Stored items from a collection:
>>

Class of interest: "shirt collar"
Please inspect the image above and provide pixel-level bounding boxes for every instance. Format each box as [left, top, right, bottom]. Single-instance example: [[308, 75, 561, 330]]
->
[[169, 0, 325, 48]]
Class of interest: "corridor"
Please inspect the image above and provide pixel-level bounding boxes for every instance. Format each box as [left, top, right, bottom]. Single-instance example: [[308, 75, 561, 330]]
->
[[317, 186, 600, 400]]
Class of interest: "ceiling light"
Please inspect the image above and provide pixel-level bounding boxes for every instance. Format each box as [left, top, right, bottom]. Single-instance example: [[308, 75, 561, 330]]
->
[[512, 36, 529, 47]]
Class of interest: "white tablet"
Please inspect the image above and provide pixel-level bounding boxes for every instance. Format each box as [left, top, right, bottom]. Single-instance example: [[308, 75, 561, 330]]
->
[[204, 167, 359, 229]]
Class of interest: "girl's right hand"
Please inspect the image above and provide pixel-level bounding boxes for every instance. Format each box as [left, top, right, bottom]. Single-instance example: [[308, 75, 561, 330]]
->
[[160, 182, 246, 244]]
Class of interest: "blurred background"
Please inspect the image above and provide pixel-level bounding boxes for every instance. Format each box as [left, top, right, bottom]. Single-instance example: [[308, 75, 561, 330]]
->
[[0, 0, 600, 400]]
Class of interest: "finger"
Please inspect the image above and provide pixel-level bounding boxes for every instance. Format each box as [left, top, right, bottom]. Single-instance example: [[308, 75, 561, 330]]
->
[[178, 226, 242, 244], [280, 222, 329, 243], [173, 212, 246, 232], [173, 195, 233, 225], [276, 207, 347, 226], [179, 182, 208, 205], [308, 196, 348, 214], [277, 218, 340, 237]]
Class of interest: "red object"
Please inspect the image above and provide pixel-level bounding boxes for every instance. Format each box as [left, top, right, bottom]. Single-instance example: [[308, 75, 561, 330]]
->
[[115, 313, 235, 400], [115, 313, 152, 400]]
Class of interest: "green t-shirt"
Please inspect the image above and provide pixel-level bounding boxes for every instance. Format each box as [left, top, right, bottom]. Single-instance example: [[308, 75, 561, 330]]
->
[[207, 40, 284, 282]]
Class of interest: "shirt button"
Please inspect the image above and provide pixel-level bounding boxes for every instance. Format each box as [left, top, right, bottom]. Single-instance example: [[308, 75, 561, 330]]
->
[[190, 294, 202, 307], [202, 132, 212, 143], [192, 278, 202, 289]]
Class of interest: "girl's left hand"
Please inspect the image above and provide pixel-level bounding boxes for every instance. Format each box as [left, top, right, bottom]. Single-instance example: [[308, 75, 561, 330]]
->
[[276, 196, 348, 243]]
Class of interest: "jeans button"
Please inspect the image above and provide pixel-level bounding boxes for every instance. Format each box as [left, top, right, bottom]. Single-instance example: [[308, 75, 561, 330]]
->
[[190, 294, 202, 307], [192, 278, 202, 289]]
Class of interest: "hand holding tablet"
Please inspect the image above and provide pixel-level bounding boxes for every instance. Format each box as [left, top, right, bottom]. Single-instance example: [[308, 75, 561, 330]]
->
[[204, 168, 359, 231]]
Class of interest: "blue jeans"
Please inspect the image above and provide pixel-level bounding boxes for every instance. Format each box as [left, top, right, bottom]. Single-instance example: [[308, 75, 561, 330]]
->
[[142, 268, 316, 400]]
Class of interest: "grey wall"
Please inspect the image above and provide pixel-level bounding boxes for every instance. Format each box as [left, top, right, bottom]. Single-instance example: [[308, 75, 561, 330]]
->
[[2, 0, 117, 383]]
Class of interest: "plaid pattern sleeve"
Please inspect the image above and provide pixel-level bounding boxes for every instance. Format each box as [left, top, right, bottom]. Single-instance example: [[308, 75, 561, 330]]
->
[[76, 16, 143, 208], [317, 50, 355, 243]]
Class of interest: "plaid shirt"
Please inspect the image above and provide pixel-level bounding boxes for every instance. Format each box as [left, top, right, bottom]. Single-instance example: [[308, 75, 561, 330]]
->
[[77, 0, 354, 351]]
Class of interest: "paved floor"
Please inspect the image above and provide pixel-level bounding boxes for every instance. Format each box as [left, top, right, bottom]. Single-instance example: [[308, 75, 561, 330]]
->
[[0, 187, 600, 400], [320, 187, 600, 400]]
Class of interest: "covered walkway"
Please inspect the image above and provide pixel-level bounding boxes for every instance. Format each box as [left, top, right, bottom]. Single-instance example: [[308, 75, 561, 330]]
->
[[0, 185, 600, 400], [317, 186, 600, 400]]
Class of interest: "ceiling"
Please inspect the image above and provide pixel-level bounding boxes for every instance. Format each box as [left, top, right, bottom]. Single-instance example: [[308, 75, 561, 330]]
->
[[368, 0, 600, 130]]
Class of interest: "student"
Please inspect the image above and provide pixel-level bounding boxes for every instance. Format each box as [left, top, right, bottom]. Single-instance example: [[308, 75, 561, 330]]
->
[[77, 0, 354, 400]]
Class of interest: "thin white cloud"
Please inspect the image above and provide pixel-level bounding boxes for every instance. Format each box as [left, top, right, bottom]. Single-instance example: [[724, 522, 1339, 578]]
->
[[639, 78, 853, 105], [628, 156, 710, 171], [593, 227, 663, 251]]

<<
>>

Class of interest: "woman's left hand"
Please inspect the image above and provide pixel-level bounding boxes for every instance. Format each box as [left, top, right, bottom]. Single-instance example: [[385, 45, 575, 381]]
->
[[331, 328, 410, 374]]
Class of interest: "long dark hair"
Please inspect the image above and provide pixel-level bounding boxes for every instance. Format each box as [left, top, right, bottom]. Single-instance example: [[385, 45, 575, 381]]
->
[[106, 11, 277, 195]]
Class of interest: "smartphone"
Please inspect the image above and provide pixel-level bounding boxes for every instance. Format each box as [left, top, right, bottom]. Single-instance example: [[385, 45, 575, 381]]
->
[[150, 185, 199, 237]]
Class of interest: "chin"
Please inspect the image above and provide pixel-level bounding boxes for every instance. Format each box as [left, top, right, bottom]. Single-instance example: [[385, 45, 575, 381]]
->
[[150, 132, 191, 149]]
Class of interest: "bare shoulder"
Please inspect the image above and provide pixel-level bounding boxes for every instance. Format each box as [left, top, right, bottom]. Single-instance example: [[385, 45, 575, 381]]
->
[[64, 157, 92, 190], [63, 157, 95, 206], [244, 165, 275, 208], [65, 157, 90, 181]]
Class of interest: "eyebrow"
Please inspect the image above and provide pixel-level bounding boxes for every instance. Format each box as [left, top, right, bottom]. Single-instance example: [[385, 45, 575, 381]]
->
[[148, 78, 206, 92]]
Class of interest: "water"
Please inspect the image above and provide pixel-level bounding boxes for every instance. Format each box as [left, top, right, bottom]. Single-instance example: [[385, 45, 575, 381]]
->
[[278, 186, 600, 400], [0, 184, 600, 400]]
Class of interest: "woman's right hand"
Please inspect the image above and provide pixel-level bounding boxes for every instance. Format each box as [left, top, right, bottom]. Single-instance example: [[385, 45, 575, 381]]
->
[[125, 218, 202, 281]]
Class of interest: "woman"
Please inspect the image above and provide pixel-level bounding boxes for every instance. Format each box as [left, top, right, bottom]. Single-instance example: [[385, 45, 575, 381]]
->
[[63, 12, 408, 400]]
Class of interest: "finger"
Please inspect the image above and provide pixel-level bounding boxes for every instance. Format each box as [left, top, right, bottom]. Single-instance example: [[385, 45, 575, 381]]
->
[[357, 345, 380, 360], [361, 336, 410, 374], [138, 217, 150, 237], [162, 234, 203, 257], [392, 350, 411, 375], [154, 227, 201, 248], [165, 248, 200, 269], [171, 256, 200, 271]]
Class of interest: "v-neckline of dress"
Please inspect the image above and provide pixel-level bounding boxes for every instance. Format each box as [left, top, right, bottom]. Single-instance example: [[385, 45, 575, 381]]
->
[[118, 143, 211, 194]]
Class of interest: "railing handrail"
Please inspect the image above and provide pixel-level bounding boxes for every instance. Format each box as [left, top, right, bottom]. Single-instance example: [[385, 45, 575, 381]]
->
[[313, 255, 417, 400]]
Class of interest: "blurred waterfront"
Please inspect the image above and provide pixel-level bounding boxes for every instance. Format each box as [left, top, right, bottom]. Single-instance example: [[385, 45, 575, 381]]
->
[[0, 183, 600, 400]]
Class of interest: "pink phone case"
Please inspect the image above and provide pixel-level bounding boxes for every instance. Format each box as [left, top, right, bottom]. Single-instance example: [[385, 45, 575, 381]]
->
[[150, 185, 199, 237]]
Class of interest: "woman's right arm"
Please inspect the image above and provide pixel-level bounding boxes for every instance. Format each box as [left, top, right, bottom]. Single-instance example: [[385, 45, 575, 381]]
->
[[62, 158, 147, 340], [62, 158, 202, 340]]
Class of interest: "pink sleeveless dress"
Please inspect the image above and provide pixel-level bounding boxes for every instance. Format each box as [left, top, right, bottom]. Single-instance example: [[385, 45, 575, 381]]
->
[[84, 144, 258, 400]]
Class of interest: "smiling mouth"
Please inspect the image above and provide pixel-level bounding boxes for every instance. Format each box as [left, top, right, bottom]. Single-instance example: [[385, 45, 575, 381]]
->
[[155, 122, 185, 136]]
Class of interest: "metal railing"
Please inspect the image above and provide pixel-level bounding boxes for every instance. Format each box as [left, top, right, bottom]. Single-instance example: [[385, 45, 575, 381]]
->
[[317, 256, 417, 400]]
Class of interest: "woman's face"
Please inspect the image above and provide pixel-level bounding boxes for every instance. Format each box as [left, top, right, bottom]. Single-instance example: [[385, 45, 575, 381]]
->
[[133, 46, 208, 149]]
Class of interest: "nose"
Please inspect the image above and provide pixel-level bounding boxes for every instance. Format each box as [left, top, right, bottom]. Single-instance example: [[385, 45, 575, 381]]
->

<<

Stated exercise: Count the lines in the records above that contain the word "dress", and give only that number.

Response: 2